The problem
Retype all the records with nothing changed.

Entries shown

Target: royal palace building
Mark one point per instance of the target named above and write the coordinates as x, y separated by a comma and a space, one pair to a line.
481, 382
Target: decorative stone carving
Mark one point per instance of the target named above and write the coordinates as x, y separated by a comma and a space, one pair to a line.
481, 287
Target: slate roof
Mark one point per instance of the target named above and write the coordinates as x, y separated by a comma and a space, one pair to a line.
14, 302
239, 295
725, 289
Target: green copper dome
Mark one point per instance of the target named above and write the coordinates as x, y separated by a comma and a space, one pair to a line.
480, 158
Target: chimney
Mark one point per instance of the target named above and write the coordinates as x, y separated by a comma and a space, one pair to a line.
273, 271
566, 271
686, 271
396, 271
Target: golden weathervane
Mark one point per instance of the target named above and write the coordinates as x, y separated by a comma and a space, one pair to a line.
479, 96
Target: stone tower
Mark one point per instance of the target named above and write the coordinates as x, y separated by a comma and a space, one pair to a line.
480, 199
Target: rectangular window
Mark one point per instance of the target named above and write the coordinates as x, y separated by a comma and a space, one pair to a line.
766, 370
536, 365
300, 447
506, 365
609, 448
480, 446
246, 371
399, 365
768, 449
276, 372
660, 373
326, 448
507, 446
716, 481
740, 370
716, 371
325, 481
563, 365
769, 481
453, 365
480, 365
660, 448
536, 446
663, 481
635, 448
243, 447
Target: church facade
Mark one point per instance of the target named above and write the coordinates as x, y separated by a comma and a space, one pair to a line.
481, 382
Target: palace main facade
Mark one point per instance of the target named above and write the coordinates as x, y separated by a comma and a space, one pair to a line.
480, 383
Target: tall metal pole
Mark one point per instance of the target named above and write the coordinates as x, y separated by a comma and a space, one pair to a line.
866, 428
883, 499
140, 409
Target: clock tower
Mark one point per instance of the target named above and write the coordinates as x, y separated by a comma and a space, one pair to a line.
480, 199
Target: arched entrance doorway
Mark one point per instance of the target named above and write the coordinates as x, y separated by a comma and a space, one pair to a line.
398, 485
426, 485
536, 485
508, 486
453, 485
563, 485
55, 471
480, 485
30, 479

Answer to this exercise
Target: royal palace building
Mark one point per instance of the target named above and write the coordinates as x, y separated by a comma and a space, one pair to a line.
481, 382
Target: decorative stone carving
Mark one point per instance of the target named above and write the coordinates as x, y separated by a comma and a space, one pair to a line.
481, 287
Target: slate roof
Mark one point per instance of the target named above and write the coordinates as x, y separated by a comma and a space, one pair to a line.
14, 302
239, 295
725, 289
Target: green copper dome
Mark one point per instance of the target named above and write the coordinates as x, y separated by a comma and a space, one pair to a line.
480, 158
Target: chimney
Mark one point per instance of the target named above and write the coordinates as x, y separated by a comma and a space, one pair to a line.
273, 271
566, 271
686, 271
396, 271
Target: golden weathervane
Mark one point per instance of the target named above and write the coordinates as x, y separated by a comma and a space, one pair to a line.
479, 96
Target: stone tower
Mark one point per instance of the target named above and write the coordinates as x, y separated by a comma and a space, one pair to a line.
480, 199
Target: rectangular window
Mark one point per instance of the target named above and write the coordinates as x, y separated by a comma and a space, one pair to a line.
766, 370
536, 365
300, 447
506, 365
609, 448
480, 446
246, 371
399, 365
768, 449
276, 372
660, 373
326, 448
507, 446
716, 481
740, 370
716, 371
325, 481
563, 365
769, 481
453, 365
480, 365
660, 448
536, 446
663, 481
635, 448
243, 447
Target: church facade
Mark one point per instance of the target named above and write the coordinates as x, y separated by a comma and a space, one pair to a line.
481, 382
Target: palace main facade
Mark one point per instance of the target named above and write the coordinates as x, y separated by a comma and a space, one pair to a line.
480, 383
Target: tall metal pole
Mark one point per instance of the target named above and write the coordinates as x, y separated by a comma and a space, one pair to a line.
866, 428
883, 499
140, 409
Target: clock tower
Mark one point per instance of the target named above and write the coordinates as x, y separated by a comma and a space, one pair to a line.
480, 199
Target: arched entrance doorway
Mark one point per instance of the target named above and write the coordinates as x, y separated by a comma and a space, one pair to a line.
398, 485
426, 485
536, 485
508, 486
453, 485
563, 485
55, 471
480, 485
30, 479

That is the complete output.